EXTRAIT DU TEXTE »

- - - - -

Qu’est-ce qui vous a plu dans ce modèle ?

Je l’ai trouvé rafraîchissant par rapport au modèle français, qui a pourtant une riche histoire de la distillation avec le cognac, le calvados et l’armagnac. Ce qui m’a plu, c’est que ces “craft distilleries” sont en quelque sorte des lieux de vie. En poursuivant mes recherches, j’ai découvert qu’il n’y avait plus d’alambic en Loire-Atlantique. J’ai donc sauté sur l’occasion et me suis inspiré du modèle américain pour créer Distiloire, en juillet 2017.

Comment avez-vous financé le projet ?

Je suis parti avec 2 000 € de ma poche et un coup de pouce de mes parents. J’ai réalisé un emprunt bancaire et lancé la distillerie avec 50 000 €. Ça m’a contraint à limiter les investissements et faire le maximum à la main. C’est donc dans l’ADN de la distillerie de travailler de manière traditionnelle.

Quelle stratégie avez-vous adoptée au démarrage ?

Pour limiter les coûts, j’ai restreint le nombre de spiritueux produits et j’ai fait appel à un confrère, Gilles Boudier, installé à Vihiers (Maine-et-Loire), qui m’a mis à disposition son alambic. Il m’a formé et c’est ainsi que j’ai distillé mes premiers gins. Assez rapidement, j’ai vendu mes premières bouteilles car la tendance du gin était émergente et on était les premiers à en produire localement. Le pastis a été lancé simultanément car je voulais tout de suite créer une gamme et éviter d’être cantonné à un seul produit. Il a lui aussi bien fonctionné.

Ce positionnement a-t-il été payant ?

- - - - -

Enregistrements conservés

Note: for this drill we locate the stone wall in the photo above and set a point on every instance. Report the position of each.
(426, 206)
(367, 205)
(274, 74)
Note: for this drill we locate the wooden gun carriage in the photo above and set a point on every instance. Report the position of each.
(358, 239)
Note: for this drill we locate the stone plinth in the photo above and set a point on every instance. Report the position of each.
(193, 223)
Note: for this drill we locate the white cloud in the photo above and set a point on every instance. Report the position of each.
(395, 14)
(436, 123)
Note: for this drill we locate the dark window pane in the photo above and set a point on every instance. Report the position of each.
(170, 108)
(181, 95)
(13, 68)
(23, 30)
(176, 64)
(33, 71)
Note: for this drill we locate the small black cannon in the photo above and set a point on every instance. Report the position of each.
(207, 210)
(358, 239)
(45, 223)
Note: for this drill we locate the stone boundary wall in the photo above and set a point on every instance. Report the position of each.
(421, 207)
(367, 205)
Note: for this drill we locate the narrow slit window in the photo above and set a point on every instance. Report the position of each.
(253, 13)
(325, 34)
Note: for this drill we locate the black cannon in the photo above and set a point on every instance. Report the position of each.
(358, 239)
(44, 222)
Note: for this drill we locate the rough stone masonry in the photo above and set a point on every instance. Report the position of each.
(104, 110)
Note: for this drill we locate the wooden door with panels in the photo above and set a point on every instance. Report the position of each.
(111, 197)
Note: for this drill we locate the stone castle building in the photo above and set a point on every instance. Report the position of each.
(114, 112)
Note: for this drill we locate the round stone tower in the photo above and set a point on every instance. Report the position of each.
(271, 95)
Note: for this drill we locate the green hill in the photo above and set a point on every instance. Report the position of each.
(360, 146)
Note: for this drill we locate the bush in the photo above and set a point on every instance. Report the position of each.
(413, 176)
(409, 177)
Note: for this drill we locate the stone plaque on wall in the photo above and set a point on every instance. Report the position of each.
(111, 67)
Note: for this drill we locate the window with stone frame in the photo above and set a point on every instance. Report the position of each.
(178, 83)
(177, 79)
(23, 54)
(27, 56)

- - - - -

TRAVAIL À FAIRE »
1. Reproduisez à l'identique le passage de l'entretien sur la distillerie qui commence aux mots « Je l’ai trouvé » et s'arrête après les mots « adoptée au démarrage ? ».
2. Présentez sous forme de liste JSON de chaînes, une par ligne et sans les lignes vides, uniquement les lignes du listing qui vont de celle contenant « Note: for this drill we locate the stone boundary » jusqu'à la fin du listing, ces deux bornes incluses.
Le texte et le listing sont indépendants l'un de l'autre.

TÂCHES CORRIGÉES »
1.
Je l’ai trouvé rafraîchissant par rapport au modèle français, qui a pourtant une riche histoire de la distillation avec le cognac, le calvados et l’armagnac. Ce qui m’a plu, c’est que ces “craft distilleries” sont en quelque sorte des lieux de vie. En poursuivant mes recherches, j’ai découvert qu’il n’y avait plus d’alambic en Loire-Atlantique. J’ai donc sauté sur l’occasion et me suis inspiré du modèle américain pour créer Distiloire, en juillet 2017.

Comment avez-vous financé le projet ?

Je suis parti avec 2 000 € de ma poche et un coup de pouce de mes parents. J’ai réalisé un emprunt bancaire et lancé la distillerie avec 50 000 €. Ça m’a contraint à limiter les investissements et faire le maximum à la main. C’est donc dans l’ADN de la distillerie de travailler de manière traditionnelle.

Quelle stratégie avez-vous adoptée au démarrage ?

2.
[
  "Note: for this drill we locate the stone boundary wall in the photo above and set a point on every instance. Report the position of each.",
  "(421, 207)",
  "(367, 205)",
  "Note: for this drill we locate the narrow slit window in the photo above and set a point on every instance. Report the position of each.",
  "(253, 13)",
  "(325, 34)",
  "Note: for this drill we locate the black cannon in the photo above and set a point on every instance. Report the position of each.",
  "(358, 239)",
  "(44, 222)",
  "Note: for this drill we locate the rough stone masonry in the photo above and set a point on every instance. Report the position of each.",
  "(104, 110)",
  "Note: for this drill we locate the wooden door with panels in the photo above and set a point on every instance. Report the position of each.",
  "(111, 197)",
  "Note: for this drill we locate the stone castle building in the photo above and set a point on every instance. Report the position of each.",
  "(114, 112)",
  "Note: for this drill we locate the round stone tower in the photo above and set a point on every instance. Report the position of each.",
  "(271, 95)",
  "Note: for this drill we locate the green hill in the photo above and set a point on every instance. Report the position of each.",
  "(360, 146)",
  "Note: for this drill we locate the bush in the photo above and set a point on every instance. Report the position of each.",
  "(413, 176)",
  "(409, 177)",
  "Note: for this drill we locate the stone plaque on wall in the photo above and set a point on every instance. Report the position of each.",
  "(111, 67)",
  "Note: for this drill we locate the window with stone frame in the photo above and set a point on every instance. Report the position of each.",
  "(178, 83)",
  "(177, 79)",
  "(23, 54)",
  "(27, 56)"
]